**REQUIRED WORK**
Reproduce the records below exactly as given.

-- Start DATA FOR THIS TASK --

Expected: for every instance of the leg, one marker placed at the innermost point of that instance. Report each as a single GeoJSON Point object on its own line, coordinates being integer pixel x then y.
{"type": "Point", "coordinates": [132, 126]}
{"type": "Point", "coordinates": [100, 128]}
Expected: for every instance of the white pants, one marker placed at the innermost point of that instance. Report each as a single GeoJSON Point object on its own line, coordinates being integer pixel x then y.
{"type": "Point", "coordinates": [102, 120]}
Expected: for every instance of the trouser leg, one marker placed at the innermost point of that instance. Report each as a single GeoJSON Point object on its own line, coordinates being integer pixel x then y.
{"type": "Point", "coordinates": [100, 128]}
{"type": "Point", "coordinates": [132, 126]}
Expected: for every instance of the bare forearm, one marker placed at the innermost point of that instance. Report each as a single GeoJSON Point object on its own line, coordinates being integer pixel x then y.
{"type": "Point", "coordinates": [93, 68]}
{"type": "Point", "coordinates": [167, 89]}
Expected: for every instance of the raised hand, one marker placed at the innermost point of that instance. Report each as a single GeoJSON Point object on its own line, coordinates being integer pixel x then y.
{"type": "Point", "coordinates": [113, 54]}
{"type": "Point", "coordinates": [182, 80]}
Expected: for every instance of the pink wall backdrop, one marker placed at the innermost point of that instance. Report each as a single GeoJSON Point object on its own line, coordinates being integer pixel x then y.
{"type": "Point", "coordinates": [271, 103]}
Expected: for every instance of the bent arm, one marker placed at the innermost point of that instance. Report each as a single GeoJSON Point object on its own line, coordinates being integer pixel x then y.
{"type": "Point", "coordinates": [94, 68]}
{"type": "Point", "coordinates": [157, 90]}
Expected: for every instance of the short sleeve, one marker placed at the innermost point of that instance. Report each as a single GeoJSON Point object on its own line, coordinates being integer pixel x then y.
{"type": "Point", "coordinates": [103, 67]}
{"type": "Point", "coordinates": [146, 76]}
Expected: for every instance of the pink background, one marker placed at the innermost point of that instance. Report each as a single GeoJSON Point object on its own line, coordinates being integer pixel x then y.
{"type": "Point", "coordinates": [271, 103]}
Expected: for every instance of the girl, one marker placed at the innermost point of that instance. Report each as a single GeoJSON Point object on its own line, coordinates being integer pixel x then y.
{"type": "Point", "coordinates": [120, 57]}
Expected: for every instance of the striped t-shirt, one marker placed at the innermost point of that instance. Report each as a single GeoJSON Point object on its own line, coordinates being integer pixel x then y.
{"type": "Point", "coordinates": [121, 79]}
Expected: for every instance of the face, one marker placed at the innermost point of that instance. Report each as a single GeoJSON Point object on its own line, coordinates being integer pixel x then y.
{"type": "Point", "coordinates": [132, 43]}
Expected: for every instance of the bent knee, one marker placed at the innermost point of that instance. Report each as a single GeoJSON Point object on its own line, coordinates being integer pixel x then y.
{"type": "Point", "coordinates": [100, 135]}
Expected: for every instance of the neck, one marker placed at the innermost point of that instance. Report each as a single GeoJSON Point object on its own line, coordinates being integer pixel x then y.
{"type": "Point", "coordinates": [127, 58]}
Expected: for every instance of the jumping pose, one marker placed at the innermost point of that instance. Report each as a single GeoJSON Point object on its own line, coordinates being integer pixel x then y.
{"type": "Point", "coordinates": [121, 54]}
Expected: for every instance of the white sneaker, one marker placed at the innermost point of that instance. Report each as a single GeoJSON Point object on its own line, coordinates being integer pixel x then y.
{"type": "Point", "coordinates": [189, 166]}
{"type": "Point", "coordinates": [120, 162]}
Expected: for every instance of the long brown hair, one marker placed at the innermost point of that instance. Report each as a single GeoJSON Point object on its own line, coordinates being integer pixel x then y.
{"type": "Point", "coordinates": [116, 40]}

-- End DATA FOR THIS TASK --

**RESULT BELOW**
Expected: for every instance of the leg, one marker placed at the innermost point of that instance. Report each as a single GeoJSON Point object on its own line, coordinates being integer pixel x then y.
{"type": "Point", "coordinates": [132, 126]}
{"type": "Point", "coordinates": [100, 128]}
Expected: for every instance of the white pants, one marker placed at the innermost point of that instance. Report each as a single GeoJSON Point object on its own line, coordinates being integer pixel x then y.
{"type": "Point", "coordinates": [102, 120]}
Expected: for every instance of the trouser leg, one marker placed at the innermost point of that instance. Report each as a single GeoJSON Point object on its own line, coordinates being integer pixel x then y.
{"type": "Point", "coordinates": [100, 128]}
{"type": "Point", "coordinates": [132, 126]}
Expected: for every instance of the bare forearm, one marker placed at the innermost point of that instance. Report each as a single GeoJSON Point object on its own line, coordinates being integer pixel x then y.
{"type": "Point", "coordinates": [93, 68]}
{"type": "Point", "coordinates": [167, 89]}
Expected: for every instance of the raised hand, one marker placed at the innermost point of that instance. Report each as a single GeoJSON Point object on its own line, coordinates being integer pixel x then y.
{"type": "Point", "coordinates": [113, 54]}
{"type": "Point", "coordinates": [182, 80]}
Expected: for every instance of the pink wall backdrop, one marker placed at the innermost point of that instance. Report each as a single GeoJSON Point object on its own line, coordinates being integer pixel x then y.
{"type": "Point", "coordinates": [271, 103]}
Expected: for every instance of the bent arm, one marker placed at the innermost point of that instance. Report each as a single GeoJSON Point object on its own line, coordinates being integer pixel x then y.
{"type": "Point", "coordinates": [94, 68]}
{"type": "Point", "coordinates": [157, 90]}
Expected: for every instance of the short sleeve, one marker placed at the innermost point of that instance. Report each as a single GeoJSON Point object on its own line, coordinates being integer pixel x then y.
{"type": "Point", "coordinates": [103, 67]}
{"type": "Point", "coordinates": [146, 76]}
Expected: for every instance of the pink background, one marker placed at the innermost point of that instance. Report each as a single GeoJSON Point object on its own line, coordinates being integer pixel x then y.
{"type": "Point", "coordinates": [271, 103]}
Expected: for every instance of the girl, one marker placed at the innermost point of that instance. Report each as a single GeoJSON Point object on its own line, coordinates being integer pixel x then y.
{"type": "Point", "coordinates": [120, 57]}
Expected: for every instance of the striped t-shirt, one marker placed at the innermost point of that instance. Report each as a single GeoJSON Point object on its own line, coordinates being integer pixel x then y.
{"type": "Point", "coordinates": [121, 79]}
Expected: for every instance of the face, one marker placed at the innermost point of that instance. Report each as a single GeoJSON Point object on its own line, coordinates being integer pixel x then y.
{"type": "Point", "coordinates": [132, 43]}
Expected: for every instance of the bent knee, one marker placed at the innermost point of that instance. Report each as a single GeoJSON Point object on its own line, coordinates being integer pixel x then y.
{"type": "Point", "coordinates": [100, 135]}
Expected: for every instance of the neck, one marker placed at the innermost point of that instance. Report each as a single GeoJSON Point object on its own line, coordinates being integer pixel x then y.
{"type": "Point", "coordinates": [127, 58]}
Expected: for every instance of the jumping pose, one marker placed at the innermost point of that instance. Report each as a single GeoJSON Point object on its own line, coordinates being integer pixel x then y.
{"type": "Point", "coordinates": [121, 54]}
Expected: for every instance of the white sneaker, one marker placed at the innermost point of that instance. Report each as a single GeoJSON Point object on its own line, coordinates being integer pixel x then y.
{"type": "Point", "coordinates": [189, 166]}
{"type": "Point", "coordinates": [120, 162]}
Expected: for every instance of the long brown hair, one marker placed at the innermost point of that instance. Report each as a single GeoJSON Point object on its own line, coordinates being integer pixel x then y.
{"type": "Point", "coordinates": [116, 40]}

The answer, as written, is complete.